:: EXTRACTED MATERIAL ::
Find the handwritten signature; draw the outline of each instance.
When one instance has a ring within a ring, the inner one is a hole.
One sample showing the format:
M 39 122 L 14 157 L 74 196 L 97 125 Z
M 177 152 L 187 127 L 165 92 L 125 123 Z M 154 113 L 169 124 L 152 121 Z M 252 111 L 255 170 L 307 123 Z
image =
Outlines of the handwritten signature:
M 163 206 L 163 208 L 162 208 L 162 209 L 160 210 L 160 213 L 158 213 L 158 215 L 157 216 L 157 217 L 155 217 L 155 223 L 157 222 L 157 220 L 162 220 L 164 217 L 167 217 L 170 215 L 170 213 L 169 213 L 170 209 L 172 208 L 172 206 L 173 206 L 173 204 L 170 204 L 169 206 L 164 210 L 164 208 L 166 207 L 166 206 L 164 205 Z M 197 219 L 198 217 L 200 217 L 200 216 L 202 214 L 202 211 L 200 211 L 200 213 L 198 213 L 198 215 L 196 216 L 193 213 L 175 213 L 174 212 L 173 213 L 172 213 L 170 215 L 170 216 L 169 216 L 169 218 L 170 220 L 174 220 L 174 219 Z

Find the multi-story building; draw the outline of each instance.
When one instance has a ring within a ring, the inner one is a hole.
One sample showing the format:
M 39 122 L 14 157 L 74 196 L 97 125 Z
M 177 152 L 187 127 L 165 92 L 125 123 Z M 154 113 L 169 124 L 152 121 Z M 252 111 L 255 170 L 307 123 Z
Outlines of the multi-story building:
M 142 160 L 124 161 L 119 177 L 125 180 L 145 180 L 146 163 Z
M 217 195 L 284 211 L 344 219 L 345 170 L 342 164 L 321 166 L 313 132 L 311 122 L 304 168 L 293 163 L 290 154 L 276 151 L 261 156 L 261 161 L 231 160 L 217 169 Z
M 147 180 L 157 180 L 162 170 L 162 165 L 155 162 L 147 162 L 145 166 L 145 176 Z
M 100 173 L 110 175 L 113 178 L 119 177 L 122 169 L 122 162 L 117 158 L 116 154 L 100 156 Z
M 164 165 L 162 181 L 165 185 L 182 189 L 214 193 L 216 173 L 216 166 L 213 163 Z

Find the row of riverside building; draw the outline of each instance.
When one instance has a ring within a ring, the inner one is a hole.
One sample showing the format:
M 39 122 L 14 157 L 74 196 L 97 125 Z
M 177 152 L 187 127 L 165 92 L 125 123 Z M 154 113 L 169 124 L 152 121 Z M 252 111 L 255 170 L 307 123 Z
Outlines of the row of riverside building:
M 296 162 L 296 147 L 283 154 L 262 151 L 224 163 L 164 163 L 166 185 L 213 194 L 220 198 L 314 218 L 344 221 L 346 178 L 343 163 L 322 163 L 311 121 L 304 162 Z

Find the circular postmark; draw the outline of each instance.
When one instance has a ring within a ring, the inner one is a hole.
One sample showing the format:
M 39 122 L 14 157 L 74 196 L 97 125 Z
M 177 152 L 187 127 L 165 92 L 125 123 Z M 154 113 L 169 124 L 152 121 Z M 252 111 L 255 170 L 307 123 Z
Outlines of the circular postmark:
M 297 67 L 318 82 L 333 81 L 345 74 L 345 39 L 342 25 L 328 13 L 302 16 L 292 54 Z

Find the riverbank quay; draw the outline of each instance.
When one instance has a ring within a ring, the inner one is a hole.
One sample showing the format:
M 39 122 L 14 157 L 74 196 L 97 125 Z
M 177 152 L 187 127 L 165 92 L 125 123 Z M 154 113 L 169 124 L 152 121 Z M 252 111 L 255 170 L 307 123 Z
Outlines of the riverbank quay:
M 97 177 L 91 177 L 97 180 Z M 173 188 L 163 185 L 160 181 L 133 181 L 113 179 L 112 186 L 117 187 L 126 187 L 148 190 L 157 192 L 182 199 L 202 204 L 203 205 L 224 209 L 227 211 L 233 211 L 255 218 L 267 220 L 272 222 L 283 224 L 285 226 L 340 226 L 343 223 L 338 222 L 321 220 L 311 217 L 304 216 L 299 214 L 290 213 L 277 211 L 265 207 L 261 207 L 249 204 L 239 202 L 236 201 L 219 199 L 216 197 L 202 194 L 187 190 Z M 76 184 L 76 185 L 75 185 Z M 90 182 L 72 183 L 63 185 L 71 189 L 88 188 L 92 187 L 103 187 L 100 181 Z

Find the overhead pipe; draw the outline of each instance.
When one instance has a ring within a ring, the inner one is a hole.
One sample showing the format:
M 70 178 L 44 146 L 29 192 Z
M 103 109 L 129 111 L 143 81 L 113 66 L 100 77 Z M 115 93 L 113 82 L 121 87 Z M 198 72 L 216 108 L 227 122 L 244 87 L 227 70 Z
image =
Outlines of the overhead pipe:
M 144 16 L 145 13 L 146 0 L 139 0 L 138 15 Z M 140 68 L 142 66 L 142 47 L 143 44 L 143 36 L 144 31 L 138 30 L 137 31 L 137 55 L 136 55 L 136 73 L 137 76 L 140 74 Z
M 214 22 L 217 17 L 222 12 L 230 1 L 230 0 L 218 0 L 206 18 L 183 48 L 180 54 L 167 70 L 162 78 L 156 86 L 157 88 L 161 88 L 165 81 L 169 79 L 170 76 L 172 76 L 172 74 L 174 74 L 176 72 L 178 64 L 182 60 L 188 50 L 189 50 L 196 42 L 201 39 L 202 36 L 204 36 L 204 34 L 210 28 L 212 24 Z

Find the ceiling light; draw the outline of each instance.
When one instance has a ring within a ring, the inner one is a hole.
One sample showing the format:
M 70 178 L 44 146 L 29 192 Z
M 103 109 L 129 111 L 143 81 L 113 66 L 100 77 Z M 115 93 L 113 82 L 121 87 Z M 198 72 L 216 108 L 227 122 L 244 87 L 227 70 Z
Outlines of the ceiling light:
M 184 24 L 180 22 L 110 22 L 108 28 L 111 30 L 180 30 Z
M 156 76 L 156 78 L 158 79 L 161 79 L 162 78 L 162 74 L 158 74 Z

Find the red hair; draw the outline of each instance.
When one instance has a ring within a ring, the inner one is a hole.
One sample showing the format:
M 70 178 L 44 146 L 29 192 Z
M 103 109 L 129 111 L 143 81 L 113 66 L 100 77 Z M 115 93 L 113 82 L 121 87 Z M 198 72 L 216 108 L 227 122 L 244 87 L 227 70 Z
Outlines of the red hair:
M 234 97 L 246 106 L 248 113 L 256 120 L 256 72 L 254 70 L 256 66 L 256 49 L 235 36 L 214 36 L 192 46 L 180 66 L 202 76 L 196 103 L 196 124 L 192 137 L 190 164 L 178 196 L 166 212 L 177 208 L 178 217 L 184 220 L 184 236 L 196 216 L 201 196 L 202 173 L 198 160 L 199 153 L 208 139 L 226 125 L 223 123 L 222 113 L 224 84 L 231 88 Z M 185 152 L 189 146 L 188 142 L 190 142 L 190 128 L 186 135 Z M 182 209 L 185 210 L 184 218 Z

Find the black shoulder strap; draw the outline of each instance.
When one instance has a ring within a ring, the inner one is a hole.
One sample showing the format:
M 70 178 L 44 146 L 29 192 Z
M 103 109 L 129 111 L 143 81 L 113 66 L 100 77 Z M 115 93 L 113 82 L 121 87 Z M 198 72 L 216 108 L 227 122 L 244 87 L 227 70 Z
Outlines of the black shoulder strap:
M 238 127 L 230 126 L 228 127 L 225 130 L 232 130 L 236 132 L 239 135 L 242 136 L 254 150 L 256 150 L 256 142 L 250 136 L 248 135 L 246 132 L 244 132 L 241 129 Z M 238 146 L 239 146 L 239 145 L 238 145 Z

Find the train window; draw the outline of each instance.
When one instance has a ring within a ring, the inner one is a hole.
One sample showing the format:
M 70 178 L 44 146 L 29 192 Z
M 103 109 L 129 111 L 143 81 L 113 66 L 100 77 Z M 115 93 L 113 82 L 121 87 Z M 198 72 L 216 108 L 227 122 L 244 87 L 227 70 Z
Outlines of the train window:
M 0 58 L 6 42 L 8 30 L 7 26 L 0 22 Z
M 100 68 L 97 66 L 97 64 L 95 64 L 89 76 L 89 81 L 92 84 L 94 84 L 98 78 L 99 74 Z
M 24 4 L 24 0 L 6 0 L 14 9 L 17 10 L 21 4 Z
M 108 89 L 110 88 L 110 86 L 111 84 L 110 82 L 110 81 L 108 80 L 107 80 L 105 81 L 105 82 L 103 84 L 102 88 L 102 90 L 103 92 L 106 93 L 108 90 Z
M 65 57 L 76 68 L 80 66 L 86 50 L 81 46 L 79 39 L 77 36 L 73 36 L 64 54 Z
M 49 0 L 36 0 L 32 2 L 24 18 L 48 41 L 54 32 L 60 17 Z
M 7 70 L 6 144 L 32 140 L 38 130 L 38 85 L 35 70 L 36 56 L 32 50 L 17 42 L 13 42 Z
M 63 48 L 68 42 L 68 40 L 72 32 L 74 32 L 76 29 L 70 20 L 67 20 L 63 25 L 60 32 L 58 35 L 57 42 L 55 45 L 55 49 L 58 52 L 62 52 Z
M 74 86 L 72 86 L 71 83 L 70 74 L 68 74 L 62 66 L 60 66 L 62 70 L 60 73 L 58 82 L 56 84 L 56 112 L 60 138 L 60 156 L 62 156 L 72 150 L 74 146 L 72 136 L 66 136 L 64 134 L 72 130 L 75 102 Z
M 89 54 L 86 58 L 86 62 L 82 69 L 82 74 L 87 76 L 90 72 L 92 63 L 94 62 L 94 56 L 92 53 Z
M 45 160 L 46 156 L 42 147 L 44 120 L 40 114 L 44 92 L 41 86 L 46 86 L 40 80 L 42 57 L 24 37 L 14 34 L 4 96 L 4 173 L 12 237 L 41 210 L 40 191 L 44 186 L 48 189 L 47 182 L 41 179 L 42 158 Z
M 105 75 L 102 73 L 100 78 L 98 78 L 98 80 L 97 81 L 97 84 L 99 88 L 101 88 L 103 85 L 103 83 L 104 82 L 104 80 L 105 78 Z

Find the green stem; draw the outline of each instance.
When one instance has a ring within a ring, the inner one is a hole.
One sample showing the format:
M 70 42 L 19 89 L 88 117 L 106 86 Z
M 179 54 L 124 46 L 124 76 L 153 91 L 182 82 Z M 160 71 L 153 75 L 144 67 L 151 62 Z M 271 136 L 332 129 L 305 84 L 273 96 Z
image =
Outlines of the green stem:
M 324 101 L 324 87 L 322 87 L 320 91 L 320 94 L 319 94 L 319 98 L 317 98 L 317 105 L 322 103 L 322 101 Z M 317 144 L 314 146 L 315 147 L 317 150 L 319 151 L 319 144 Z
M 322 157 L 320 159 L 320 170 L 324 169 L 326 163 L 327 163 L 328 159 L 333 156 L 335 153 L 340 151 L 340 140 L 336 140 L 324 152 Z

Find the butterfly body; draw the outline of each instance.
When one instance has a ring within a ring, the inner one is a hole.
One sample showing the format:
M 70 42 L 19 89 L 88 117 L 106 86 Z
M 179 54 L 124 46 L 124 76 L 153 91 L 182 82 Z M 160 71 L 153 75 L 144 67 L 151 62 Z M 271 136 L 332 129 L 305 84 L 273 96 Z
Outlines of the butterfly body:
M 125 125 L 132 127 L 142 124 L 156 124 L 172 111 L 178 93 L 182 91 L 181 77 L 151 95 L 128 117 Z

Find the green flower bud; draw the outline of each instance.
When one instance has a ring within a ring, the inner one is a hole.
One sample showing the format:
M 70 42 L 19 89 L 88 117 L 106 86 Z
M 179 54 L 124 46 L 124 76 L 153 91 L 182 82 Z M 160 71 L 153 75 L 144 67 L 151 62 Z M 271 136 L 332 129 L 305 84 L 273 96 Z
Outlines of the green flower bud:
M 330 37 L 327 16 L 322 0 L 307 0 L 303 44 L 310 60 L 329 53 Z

:: WHAT TO PRODUCE ::
Duplicate the material from its first line through the line containing "Outlines of the handwritten", including both ends and keeping every line unchanged.

:: ANSWER TO THIS EXERCISE ::
Find the handwritten signature; draw the outline of each instance.
When one instance has a ring within a ring, the inner one is a hole.
One sample showing the format:
M 39 122 L 14 157 L 74 196 L 97 125 Z
M 177 152 L 187 127 L 165 92 L 125 123 Z M 154 113 L 169 124 L 152 121 Z M 252 111 L 255 170 L 307 123 Z
image =
Outlines of the handwritten signature:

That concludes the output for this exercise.